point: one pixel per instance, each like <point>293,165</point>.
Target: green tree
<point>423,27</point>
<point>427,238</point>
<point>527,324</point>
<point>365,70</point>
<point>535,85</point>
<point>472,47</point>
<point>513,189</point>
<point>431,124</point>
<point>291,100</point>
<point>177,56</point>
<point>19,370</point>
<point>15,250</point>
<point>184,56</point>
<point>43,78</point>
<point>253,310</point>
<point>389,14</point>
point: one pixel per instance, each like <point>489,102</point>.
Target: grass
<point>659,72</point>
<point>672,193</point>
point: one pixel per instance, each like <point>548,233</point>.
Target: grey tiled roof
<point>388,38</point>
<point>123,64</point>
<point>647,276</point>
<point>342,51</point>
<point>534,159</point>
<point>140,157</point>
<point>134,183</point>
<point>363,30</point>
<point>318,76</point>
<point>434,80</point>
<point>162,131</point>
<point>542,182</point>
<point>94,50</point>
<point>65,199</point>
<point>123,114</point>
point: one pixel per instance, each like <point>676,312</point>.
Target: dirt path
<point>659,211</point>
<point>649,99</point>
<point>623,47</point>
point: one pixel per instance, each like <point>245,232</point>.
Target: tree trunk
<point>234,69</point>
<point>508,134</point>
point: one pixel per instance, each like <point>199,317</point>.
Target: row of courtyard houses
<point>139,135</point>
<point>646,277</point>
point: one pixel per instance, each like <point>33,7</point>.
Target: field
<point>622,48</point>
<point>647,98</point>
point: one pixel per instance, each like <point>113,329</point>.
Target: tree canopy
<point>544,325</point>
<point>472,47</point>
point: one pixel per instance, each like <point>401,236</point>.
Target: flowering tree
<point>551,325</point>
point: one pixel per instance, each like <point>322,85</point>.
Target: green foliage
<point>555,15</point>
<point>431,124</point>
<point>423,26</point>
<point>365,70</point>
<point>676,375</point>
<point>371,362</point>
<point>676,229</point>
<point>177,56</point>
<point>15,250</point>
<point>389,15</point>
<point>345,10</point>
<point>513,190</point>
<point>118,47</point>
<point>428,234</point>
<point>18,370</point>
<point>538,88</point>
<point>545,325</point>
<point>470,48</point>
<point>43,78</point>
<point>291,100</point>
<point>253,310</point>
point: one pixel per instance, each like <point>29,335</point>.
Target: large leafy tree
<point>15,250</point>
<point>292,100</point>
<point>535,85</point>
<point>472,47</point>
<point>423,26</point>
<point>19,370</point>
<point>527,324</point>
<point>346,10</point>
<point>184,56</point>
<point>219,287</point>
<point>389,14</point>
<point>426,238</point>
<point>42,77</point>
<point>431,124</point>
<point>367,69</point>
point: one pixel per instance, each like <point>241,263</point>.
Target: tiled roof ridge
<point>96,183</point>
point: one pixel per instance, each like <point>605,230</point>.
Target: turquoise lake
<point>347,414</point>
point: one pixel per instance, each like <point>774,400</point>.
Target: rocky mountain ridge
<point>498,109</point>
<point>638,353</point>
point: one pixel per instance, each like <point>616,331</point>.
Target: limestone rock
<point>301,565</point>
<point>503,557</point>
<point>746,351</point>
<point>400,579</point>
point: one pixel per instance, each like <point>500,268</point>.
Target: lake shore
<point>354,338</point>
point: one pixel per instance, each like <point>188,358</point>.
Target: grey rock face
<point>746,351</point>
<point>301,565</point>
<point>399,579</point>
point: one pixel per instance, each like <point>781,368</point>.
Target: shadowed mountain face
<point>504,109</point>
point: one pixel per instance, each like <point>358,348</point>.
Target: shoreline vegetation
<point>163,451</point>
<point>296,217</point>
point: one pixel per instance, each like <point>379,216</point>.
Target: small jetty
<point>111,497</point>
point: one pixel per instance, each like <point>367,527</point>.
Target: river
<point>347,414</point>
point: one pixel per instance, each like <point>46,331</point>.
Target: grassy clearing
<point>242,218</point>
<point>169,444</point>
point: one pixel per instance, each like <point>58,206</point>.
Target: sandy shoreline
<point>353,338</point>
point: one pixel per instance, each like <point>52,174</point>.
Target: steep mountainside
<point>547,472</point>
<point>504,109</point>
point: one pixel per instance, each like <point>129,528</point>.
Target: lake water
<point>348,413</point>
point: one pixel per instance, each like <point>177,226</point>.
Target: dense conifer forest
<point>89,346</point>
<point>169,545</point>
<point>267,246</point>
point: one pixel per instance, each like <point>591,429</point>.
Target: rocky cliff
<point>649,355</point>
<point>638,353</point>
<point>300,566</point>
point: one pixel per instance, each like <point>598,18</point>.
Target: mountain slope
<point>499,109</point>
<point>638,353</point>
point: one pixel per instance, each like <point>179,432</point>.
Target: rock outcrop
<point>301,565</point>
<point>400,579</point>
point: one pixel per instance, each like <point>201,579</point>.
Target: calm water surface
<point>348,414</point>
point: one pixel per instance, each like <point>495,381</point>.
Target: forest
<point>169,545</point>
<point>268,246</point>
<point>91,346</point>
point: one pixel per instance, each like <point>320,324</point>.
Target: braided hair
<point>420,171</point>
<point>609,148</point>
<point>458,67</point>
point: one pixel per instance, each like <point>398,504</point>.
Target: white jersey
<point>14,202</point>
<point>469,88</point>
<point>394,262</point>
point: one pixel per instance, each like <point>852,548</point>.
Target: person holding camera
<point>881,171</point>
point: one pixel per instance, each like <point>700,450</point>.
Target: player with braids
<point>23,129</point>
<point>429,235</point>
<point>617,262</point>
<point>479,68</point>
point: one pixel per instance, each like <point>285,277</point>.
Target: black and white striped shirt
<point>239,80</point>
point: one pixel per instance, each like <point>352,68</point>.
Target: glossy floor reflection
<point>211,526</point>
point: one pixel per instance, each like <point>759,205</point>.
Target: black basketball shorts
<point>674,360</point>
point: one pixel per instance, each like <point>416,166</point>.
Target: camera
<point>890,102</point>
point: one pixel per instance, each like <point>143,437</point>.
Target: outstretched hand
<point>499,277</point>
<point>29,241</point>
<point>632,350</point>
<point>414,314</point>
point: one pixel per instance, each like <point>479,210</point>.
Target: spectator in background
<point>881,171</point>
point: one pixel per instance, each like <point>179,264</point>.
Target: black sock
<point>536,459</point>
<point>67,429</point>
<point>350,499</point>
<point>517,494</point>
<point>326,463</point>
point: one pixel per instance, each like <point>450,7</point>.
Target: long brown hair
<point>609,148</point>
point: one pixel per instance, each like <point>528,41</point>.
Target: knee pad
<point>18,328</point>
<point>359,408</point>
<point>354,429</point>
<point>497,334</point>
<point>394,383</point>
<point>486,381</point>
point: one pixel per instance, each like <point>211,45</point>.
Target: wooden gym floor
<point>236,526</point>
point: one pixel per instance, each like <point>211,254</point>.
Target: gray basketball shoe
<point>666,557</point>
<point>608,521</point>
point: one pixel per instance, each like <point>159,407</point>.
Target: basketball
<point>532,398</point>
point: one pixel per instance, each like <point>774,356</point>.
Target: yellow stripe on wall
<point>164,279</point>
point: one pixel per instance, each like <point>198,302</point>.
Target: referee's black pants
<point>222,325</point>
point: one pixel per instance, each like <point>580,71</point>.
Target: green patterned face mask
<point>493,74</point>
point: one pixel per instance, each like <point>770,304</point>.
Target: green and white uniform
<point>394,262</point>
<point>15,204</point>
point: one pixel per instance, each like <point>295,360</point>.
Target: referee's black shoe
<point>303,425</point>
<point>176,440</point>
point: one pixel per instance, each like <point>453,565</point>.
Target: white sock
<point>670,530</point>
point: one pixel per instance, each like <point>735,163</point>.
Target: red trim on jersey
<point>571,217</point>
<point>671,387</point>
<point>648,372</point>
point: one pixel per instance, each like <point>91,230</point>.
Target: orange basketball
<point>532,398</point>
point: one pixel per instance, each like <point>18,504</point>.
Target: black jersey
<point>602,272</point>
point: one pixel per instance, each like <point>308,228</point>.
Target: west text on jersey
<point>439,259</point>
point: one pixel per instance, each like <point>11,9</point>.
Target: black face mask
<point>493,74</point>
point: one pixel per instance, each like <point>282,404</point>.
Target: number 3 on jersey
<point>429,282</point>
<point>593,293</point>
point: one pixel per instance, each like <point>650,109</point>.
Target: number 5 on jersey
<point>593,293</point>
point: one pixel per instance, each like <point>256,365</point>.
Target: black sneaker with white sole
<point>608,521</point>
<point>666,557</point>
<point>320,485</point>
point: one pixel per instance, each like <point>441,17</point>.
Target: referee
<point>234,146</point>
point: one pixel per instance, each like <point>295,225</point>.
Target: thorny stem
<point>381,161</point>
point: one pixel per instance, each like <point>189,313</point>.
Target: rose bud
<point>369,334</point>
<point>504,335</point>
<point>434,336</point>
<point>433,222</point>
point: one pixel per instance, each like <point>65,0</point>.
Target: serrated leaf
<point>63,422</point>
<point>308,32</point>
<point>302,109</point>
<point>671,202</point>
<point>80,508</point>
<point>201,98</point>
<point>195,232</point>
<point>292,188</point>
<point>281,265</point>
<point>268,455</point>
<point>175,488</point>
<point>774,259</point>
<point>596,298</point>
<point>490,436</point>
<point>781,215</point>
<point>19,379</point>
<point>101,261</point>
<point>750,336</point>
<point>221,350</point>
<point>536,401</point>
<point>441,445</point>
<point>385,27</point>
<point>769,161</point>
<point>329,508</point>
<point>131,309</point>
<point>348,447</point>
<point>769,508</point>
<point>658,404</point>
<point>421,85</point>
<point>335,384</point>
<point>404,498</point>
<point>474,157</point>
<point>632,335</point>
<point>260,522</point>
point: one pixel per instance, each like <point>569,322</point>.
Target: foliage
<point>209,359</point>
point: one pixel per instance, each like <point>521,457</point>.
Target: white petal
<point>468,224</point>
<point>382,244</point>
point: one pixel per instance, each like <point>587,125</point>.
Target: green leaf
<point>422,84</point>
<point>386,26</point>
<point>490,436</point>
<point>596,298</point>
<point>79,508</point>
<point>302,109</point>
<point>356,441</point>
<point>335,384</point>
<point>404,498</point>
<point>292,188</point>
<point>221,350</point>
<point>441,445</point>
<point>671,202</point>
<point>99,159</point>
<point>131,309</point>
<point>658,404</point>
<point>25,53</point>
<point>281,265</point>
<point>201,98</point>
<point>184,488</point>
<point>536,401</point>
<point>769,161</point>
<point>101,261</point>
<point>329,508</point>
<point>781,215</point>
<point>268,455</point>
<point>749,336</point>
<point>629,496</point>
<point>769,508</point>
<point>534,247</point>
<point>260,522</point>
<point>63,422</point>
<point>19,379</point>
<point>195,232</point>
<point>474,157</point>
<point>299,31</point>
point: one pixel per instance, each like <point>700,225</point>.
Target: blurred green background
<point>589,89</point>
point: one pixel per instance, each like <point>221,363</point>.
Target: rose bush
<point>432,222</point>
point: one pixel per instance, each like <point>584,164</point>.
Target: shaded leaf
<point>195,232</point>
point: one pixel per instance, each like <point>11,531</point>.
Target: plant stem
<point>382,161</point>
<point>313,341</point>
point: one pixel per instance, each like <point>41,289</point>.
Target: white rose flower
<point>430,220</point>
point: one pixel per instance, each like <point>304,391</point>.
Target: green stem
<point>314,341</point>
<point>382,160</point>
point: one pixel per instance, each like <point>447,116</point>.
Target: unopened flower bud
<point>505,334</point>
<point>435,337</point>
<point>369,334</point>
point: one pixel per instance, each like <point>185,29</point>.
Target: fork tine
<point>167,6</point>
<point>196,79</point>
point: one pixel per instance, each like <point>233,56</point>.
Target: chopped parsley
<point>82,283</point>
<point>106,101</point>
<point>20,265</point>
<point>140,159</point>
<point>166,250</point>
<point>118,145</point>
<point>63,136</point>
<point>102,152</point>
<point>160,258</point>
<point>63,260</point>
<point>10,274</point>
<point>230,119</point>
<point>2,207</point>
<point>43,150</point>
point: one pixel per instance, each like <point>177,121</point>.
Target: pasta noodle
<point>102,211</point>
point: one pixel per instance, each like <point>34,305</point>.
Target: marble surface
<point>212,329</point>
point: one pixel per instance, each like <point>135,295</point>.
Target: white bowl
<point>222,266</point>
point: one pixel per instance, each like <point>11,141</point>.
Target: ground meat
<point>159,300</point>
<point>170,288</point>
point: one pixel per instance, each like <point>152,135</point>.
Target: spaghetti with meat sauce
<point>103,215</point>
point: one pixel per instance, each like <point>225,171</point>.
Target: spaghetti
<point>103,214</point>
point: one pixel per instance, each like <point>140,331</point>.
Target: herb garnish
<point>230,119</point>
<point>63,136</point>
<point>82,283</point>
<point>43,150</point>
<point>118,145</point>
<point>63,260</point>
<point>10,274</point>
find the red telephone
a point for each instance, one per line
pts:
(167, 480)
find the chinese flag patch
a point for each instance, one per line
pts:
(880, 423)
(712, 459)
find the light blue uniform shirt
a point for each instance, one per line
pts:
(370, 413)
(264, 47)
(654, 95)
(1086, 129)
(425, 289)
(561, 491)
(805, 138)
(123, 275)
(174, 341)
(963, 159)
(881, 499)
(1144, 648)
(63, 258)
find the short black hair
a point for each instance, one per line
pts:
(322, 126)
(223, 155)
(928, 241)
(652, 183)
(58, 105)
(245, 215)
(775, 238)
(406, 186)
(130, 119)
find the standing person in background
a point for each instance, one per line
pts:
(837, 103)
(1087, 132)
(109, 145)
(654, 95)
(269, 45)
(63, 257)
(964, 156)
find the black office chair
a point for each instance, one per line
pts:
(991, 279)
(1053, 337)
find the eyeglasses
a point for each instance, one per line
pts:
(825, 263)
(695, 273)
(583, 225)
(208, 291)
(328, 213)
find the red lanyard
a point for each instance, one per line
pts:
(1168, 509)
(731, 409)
-----
**Work request:** What is asked for is an exact copy of the lines above from the one containing "Target: rose bush" through the one containing "point: one pixel per instance, each like <point>140,331</point>.", and only those.

**Final answer:**
Target: rose bush
<point>432,222</point>
point: one pixel per instance, each like <point>584,164</point>.
Target: shaded leaf
<point>195,232</point>
point: one pixel per instance, each like <point>11,531</point>.
Target: plant stem
<point>382,161</point>
<point>313,341</point>
point: one pixel per instance, each like <point>41,289</point>.
Target: white rose flower
<point>430,220</point>
point: one pixel per instance, each like <point>304,391</point>.
Target: green stem
<point>314,341</point>
<point>382,160</point>
point: one pixel per instance, each like <point>447,116</point>.
Target: unopened flower bud
<point>505,334</point>
<point>435,337</point>
<point>369,334</point>
point: one pixel per instance, each like <point>185,29</point>.
Target: fork tine
<point>167,6</point>
<point>196,79</point>
point: one pixel per instance, each like <point>233,56</point>.
Target: chopped parsley
<point>82,283</point>
<point>106,101</point>
<point>20,265</point>
<point>140,159</point>
<point>166,250</point>
<point>118,145</point>
<point>63,136</point>
<point>102,152</point>
<point>160,258</point>
<point>63,260</point>
<point>10,274</point>
<point>230,119</point>
<point>2,207</point>
<point>43,150</point>
point: one pixel per instance, each like <point>177,121</point>.
Target: pasta noodle
<point>102,211</point>
point: one pixel per instance, each like <point>34,305</point>.
Target: marble surface
<point>212,329</point>
point: one pixel per instance, each like <point>135,295</point>.
Target: white bowl
<point>222,266</point>
point: one pixel per instance, each like <point>11,141</point>.
Target: ground meat
<point>159,300</point>
<point>170,288</point>
point: one pixel per instance, each like <point>152,135</point>.
Target: spaghetti with meat sauce
<point>103,215</point>
point: one pixel per instance, each like <point>225,171</point>.
Target: spaghetti
<point>103,214</point>
point: one pixel per instance, each like <point>140,331</point>.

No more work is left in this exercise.